■ INPUT

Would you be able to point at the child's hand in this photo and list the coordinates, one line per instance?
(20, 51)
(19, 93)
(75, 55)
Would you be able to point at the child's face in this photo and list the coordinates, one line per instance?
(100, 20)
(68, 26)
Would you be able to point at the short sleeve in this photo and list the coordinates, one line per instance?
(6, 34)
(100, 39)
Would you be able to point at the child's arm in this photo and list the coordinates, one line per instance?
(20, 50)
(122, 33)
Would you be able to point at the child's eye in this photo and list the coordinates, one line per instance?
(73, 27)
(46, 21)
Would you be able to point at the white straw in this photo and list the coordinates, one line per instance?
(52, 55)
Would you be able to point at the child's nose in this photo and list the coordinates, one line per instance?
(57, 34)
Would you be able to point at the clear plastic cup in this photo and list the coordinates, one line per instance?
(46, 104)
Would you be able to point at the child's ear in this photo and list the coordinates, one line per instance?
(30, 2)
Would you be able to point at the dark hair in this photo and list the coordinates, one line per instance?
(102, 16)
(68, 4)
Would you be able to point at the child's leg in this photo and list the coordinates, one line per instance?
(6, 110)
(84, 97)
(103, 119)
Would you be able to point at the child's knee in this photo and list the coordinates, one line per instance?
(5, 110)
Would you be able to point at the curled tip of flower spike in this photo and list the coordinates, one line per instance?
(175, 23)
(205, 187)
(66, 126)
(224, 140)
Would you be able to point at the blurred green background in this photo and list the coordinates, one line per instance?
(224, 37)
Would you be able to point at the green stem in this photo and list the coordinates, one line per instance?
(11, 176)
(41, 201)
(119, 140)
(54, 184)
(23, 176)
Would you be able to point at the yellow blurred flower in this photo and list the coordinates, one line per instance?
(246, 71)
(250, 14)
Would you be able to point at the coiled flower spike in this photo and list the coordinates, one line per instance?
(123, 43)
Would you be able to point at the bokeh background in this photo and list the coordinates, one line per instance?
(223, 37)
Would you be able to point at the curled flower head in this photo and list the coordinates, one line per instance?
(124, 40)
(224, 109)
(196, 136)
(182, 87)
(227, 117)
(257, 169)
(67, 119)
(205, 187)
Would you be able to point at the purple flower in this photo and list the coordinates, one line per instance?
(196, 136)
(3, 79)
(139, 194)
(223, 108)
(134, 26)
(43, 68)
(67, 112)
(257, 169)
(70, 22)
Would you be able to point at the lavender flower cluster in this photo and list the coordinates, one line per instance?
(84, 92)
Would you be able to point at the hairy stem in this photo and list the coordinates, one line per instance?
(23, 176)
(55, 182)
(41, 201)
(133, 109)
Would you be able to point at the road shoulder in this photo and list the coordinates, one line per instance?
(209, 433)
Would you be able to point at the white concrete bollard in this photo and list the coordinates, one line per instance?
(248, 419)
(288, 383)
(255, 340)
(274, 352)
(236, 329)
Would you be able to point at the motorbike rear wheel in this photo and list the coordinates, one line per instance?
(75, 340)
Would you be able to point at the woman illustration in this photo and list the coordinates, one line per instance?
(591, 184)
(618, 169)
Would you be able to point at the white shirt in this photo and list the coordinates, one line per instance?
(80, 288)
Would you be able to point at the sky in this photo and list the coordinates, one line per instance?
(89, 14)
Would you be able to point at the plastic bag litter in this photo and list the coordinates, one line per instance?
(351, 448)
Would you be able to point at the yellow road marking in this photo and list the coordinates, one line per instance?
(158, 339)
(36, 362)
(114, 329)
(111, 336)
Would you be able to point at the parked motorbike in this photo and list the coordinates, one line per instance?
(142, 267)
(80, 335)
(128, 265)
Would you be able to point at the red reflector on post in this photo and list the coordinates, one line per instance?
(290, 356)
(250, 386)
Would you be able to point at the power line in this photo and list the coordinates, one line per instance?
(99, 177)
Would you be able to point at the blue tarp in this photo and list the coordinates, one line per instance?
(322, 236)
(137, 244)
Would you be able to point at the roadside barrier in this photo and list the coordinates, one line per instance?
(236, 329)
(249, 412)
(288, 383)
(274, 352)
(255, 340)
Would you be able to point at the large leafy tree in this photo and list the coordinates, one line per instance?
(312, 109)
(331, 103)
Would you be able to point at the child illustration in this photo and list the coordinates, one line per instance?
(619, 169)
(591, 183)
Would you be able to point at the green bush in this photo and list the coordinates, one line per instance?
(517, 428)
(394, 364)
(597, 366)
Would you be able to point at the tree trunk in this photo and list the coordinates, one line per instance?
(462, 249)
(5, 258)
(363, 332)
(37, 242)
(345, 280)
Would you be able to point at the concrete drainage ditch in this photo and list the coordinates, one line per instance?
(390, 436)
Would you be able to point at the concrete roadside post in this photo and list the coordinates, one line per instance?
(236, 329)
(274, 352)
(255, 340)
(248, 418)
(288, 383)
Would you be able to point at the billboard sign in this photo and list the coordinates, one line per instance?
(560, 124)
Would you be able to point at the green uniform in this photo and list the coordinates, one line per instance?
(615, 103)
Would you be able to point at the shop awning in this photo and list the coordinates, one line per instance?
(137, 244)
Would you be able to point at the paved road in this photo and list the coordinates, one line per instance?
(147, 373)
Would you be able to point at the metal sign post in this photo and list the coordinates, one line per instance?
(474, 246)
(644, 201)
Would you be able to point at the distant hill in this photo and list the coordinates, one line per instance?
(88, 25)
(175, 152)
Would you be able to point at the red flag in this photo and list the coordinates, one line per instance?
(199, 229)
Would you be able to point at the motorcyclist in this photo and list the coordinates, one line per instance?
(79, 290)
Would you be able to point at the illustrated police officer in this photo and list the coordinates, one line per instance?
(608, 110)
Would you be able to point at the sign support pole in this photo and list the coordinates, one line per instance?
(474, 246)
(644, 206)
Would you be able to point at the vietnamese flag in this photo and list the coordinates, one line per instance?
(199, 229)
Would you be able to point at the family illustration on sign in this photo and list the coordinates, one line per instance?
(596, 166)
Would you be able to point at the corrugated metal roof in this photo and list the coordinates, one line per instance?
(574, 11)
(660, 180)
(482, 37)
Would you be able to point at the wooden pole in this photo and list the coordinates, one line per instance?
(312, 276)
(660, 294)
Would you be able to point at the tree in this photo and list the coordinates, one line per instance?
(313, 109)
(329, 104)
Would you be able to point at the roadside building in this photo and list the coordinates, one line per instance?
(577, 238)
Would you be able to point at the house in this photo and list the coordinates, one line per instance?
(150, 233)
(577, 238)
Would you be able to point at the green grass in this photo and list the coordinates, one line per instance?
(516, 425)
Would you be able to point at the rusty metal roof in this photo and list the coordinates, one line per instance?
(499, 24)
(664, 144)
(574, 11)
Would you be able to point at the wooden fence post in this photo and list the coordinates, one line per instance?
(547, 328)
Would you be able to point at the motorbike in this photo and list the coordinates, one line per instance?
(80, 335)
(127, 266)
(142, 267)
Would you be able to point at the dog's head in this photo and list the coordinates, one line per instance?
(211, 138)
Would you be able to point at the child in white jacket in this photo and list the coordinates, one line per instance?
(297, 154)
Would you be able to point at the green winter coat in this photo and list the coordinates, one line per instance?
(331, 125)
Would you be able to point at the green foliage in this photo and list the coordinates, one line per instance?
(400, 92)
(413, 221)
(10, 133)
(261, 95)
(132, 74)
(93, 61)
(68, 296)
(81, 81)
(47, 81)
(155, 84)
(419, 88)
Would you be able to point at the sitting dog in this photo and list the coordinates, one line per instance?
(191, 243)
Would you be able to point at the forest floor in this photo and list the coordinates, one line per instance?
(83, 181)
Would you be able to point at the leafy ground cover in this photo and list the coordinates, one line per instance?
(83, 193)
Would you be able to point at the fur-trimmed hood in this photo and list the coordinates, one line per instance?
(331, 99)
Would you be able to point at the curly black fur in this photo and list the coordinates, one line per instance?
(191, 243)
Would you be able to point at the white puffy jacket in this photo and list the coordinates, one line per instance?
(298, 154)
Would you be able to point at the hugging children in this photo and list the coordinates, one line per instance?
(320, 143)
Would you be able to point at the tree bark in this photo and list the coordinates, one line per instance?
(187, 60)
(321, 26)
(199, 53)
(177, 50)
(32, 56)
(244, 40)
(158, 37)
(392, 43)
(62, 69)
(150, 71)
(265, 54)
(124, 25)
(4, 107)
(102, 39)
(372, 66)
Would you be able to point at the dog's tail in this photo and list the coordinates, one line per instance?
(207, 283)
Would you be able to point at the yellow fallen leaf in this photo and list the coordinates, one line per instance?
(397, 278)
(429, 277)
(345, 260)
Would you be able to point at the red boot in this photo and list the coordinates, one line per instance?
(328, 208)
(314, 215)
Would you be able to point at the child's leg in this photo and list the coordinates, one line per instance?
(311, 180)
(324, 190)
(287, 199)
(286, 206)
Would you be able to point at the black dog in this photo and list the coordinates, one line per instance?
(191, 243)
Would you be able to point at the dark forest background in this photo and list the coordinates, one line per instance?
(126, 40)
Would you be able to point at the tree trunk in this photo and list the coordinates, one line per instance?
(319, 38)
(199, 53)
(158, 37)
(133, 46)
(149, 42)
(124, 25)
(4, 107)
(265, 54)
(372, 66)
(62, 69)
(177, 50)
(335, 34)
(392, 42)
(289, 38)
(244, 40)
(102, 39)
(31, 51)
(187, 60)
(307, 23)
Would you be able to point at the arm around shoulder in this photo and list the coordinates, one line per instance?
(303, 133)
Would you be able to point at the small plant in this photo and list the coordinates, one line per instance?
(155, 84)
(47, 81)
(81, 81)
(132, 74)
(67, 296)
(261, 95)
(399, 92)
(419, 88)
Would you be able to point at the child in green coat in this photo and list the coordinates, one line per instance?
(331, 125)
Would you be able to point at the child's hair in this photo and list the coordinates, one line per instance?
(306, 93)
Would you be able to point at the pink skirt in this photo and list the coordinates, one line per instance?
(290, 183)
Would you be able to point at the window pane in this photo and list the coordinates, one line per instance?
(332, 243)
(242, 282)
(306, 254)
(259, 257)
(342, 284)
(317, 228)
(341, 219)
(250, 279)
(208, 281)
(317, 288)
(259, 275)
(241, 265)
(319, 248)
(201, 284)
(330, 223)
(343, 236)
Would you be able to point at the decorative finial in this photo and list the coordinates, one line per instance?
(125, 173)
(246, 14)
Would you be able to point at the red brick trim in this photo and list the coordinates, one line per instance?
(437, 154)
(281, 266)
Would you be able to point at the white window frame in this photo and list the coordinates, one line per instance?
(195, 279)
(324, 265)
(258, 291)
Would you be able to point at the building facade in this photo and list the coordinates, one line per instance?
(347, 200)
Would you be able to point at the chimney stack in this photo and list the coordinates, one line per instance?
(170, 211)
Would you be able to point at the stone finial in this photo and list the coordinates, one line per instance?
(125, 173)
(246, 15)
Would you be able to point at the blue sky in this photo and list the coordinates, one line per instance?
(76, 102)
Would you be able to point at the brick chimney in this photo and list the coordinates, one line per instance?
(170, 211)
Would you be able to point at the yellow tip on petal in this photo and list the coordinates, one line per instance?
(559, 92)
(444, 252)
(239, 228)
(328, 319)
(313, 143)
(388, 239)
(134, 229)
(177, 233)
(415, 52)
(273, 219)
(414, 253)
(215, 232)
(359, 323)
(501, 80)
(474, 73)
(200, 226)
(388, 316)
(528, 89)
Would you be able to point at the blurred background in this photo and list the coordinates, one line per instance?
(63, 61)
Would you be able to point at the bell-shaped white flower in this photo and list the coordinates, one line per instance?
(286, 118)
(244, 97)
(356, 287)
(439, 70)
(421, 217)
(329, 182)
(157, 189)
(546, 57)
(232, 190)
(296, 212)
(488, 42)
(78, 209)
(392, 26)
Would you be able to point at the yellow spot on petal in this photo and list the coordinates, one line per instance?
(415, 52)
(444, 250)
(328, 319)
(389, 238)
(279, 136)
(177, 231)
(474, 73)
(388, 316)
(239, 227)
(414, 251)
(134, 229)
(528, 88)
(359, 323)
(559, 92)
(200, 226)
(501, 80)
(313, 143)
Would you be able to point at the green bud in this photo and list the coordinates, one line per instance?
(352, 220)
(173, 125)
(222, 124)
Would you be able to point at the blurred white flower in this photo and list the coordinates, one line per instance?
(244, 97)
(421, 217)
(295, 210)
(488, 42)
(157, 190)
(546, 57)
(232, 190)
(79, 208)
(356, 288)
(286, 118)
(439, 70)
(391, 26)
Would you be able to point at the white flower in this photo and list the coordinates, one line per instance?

■ WHAT IS ASKED
Starting at the line that contains "Would you be able to point at the yellow tip", output each remaining line of the listing, the last line included, exactly as it appears.

■ ANSWER FOR THE TASK
Would you be able to point at the yellow tip on petal in this photo and list the coordinates, one line per instance?
(559, 92)
(444, 252)
(239, 228)
(328, 319)
(313, 143)
(388, 239)
(134, 229)
(177, 233)
(415, 52)
(273, 219)
(414, 253)
(215, 232)
(359, 323)
(501, 80)
(474, 73)
(200, 226)
(388, 316)
(528, 89)
Would you be able to point at the blurred background in this photo and list the coordinates, one line per instance?
(63, 61)
Would you be able to point at the bell-shaped white flower in this photo and list the coordinates, one line per instance?
(286, 118)
(244, 97)
(356, 287)
(439, 70)
(421, 217)
(329, 182)
(157, 189)
(546, 57)
(232, 190)
(296, 212)
(488, 42)
(78, 209)
(392, 26)
Would you be able to point at the yellow spot on petal in this photo and list the coordinates, one line per instance?
(415, 52)
(444, 250)
(328, 319)
(389, 238)
(279, 136)
(177, 231)
(474, 73)
(388, 316)
(239, 227)
(414, 251)
(134, 229)
(528, 88)
(359, 323)
(559, 92)
(200, 226)
(501, 80)
(313, 143)
Would you be able to point at the green bud in this photo and list the coordinates, one line per instance?
(352, 220)
(173, 125)
(222, 124)
Would you be able to point at the blurred white flower in this photo and list the coordinates, one line per instance?
(244, 97)
(421, 217)
(295, 210)
(488, 42)
(157, 190)
(546, 57)
(232, 190)
(79, 208)
(356, 288)
(286, 118)
(439, 70)
(391, 26)
Would you be able to point at the white flower in this photo and list the coordinates, one line per instance?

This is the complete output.